### Lo que se pide:
1. Según el fragmento sobre la Epifanía, ¿qué tres misterios se presentan a la vez en esta celebración?
2. Resume en dos oraciones el fragmento sobre la Epifanía.
3. Continúa el fragmento sobre la Epifanía a partir de su última oración.

### Fragmento:
☆ ☆ ☆ ☆

Epifanía del Señor,
ésta es nuestra celebración en la que somos puestos a la Luz.
En esta celebración se
nos presentan a la vez tres misterios.
Vamos cantando la
adoración de los Magos al Señor, su Bautismo en el Jordán y el milagro de las
bodas de Caná.
Y este canto va
precedido de la palabra HOY.
Una parte del sermón
6º sobre la Epifanía
de san León Magno dice así. “”estos hechos se perpetúan en su contenido místico
y lo que había empezado en figura, se acaba en verdad…Sin duda, ese día
pertenece al pasado, pero no hasta el punto de que la eficacia del misterio,
del que vio la revelación, haya caducado por completo, no hasta el punto de que
no haya llegado de ello hasta nosotros más que el recuerdo que conserva la fe y
venera la memoria. El don de Dios se renueva y nuestro tiempo realiza la
experiencia de las maravillas de las que el pasado tuvo las primicias”.
En todas las
celebraciones se nos abren los misterios, o mejor dicho el único misterio de
Cristo: su actualización pascual por nosotros.

☆ ☆ ☆ ☆

### Material proporcionado:
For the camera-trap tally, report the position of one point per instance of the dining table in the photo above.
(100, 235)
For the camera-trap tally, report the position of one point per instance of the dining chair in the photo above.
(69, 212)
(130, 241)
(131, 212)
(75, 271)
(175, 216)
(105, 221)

☆ ☆ ☆ ☆

### Resultados:
1. La adoración de los Magos al Señor, su Bautismo en el Jordán y el milagro de las bodas de Caná.

2. La Epifanía del Señor presenta a la vez tres misterios, la adoración de los Magos, el Bautismo en el Jordán y las bodas de Caná, cuyo canto va precedido de la palabra HOY. Citando a san León Magno, el fragmento afirma que la eficacia de esos hechos no ha caducado y que en cada celebración se abre el único misterio de Cristo, su actualización pascual por nosotros.

3.
Nuestra celebración
nos abre un camino en la profundización de esa pascua a través de este HOY, de esto que nos refería
san León Magno del “don de Dios que se renueva y nuestro tiempo realiza la
experiencia de las maravillas de las que el pasado tuvo las primicias”.
Entre esto y nuestro
modo de actuar existe una tensión vital que está a nuestra disposición el
tratar de desenvolverla, el tratar de ponerla en la realidad, para conformar
así el Reino de Dios.
Así, todo cristiano se
encuentra con que es un rey-mago de hoy día, en busca de la luz y guiado por
ella en su fe, arrastrando tras de sí a las naciones.
¿Qué nos aporta el
Bautismo en el Jordán, siendo que nosotros mismos hemos sido bautizados con el
Espíritu Santo? ¿Qué don de Dios se nos regala con el misterio de las Bodas de
Caná, ya que nosotros no tomamos un agua cambiada en vino, sino vino
transformado en Su Sangre?
En ese diálogo íntimo,
“en lo secreto; con tu Padre que ve en lo secreto”[1] se
nos dirá; sin palabras, lentamente, por medio de la Palabra , en una profunda
atención a la centellita del fondo del alma.
Allí tenemos que
permanecer, como Moisés que queriendo ver a Dios fue puesto en la hendidura de
la peña[2]; allí
“hasta que despunte el día y aparezca el lucero de la mañana en nuestros
corazones”[3].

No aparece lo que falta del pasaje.